_WHAT IS EXPECTED_: Each line from the one with "Keypoints: one point per instance of the utility" to the final line of the data must be reproduced exactly, and no other line may appear.

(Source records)
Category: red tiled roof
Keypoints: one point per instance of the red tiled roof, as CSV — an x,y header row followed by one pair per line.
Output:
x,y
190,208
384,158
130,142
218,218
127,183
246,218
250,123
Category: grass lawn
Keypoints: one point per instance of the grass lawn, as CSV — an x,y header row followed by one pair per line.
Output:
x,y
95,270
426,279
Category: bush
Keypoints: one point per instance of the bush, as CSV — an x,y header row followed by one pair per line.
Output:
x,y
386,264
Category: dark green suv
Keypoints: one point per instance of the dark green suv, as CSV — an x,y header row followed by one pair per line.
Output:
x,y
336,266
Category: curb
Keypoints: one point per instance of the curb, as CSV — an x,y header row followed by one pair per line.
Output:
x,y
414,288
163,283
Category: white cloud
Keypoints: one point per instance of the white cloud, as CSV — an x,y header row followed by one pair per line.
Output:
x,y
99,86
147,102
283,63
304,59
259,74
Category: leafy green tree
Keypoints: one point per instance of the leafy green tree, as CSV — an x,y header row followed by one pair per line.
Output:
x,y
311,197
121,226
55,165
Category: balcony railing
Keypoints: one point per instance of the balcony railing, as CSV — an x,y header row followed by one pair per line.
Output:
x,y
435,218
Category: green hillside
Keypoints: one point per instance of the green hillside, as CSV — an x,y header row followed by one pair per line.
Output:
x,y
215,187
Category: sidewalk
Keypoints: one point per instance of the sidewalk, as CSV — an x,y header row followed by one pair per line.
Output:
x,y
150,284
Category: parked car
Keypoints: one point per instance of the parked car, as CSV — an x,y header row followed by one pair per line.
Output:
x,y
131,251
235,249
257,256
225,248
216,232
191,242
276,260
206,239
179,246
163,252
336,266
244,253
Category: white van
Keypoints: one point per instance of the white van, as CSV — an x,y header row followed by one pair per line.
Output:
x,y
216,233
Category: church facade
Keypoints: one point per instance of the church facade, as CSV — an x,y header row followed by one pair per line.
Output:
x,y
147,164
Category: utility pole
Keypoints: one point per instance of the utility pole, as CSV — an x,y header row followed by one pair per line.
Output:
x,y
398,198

_EXERCISE RESPONSE_:
Keypoints: one point per instance of the utility pole, as CSV — an x,y header row followed by one pair per line.
Output:
x,y
398,198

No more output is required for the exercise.